§ **Required tasks**:
(a) Restate more briefly the paragraph of the forum thread that begins "I think I understand what's happening," keeping its main facts.
(b) Return every line of the records that contains the string "green".

§ **Document excerpt**:
** begin **

Closed lowlighter closed 8 months ago
I think it would be great if you were able to enable parallel tests in this PR!
I suspect the issue is that --parallel
runs tests in different processes. You'd somehow need to create a file lock to tell other processes to "just wait until the binary is downloaded".
More hanging tests, unfortunate.
I think I understand what's happening, it's not possible to enable parallel currently because all the tests spawn the browsers on same port 9222, so all the tests conflicts together 😅
Oh that's definitely possible, let me see if I can make a PR that dynamically adapts the port.
Oh that's definitely possible, let me see if I can make a PR that dynamically adapts the port.

** end **

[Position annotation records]
** begin **

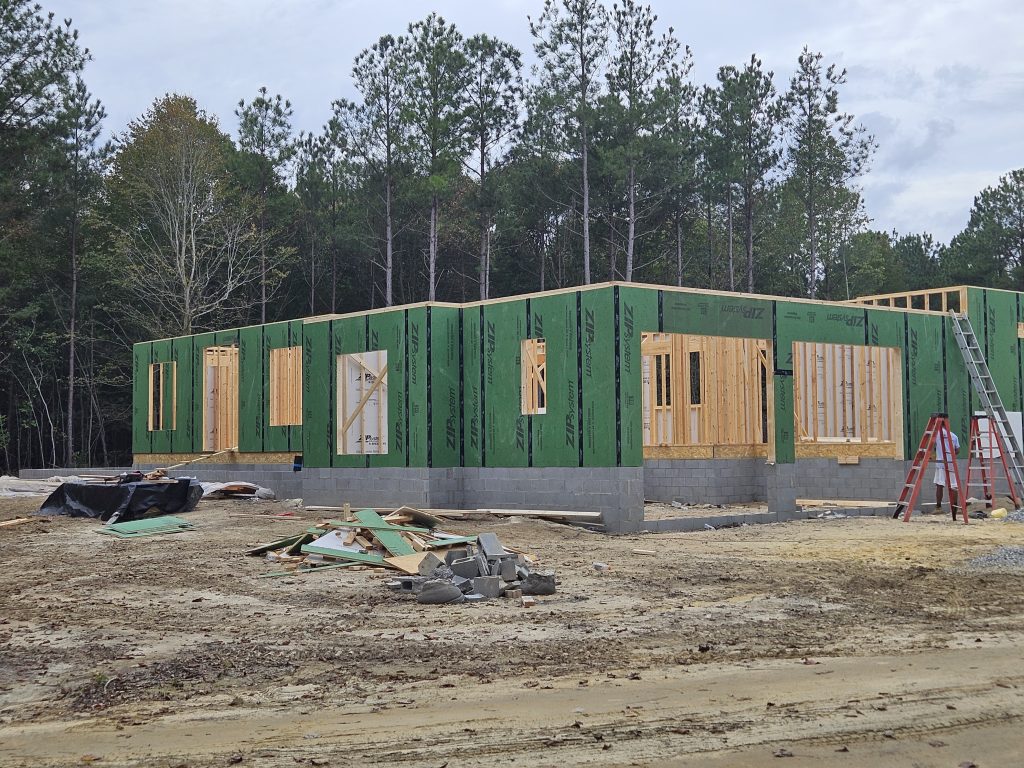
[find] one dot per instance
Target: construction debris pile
(436, 566)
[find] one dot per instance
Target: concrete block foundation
(616, 493)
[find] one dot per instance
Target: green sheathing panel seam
(184, 432)
(554, 433)
(445, 411)
(253, 391)
(888, 330)
(504, 424)
(317, 421)
(295, 340)
(957, 390)
(714, 315)
(472, 351)
(348, 335)
(926, 390)
(200, 344)
(161, 438)
(387, 332)
(141, 439)
(275, 336)
(637, 312)
(1000, 333)
(598, 376)
(418, 426)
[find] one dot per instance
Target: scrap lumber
(312, 549)
(562, 514)
(408, 563)
(368, 541)
(280, 544)
(390, 540)
(847, 503)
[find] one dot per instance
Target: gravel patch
(1004, 558)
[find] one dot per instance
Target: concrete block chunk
(507, 569)
(539, 583)
(456, 553)
(491, 546)
(467, 567)
(428, 563)
(436, 592)
(487, 586)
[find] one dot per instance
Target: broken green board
(389, 538)
(338, 554)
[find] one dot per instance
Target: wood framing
(534, 388)
(848, 394)
(363, 420)
(934, 300)
(286, 386)
(220, 403)
(163, 400)
(704, 391)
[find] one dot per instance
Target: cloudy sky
(940, 83)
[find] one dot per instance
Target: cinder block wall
(614, 492)
(705, 480)
(739, 480)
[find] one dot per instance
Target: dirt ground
(822, 642)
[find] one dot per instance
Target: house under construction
(585, 398)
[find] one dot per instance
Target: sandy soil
(824, 642)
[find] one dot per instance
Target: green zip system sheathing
(455, 373)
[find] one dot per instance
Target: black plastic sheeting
(124, 502)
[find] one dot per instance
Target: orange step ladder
(985, 448)
(938, 429)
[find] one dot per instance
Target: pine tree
(570, 41)
(265, 133)
(825, 150)
(80, 166)
(435, 109)
(378, 130)
(495, 95)
(640, 103)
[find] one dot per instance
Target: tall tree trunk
(483, 221)
(262, 261)
(749, 225)
(632, 226)
(72, 329)
(728, 216)
(486, 261)
(812, 236)
(388, 244)
(312, 279)
(711, 250)
(586, 205)
(812, 231)
(679, 251)
(432, 248)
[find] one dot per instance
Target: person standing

** end **

§ **Answers for the tasks**:
(a) Parallel tests can't be enabled yet because every test spawns its browser on the same port, 9222, so the tests all conflict with one another.

(b)
Target: green sheathing panel seam
Target: broken green board
Target: green zip system sheathing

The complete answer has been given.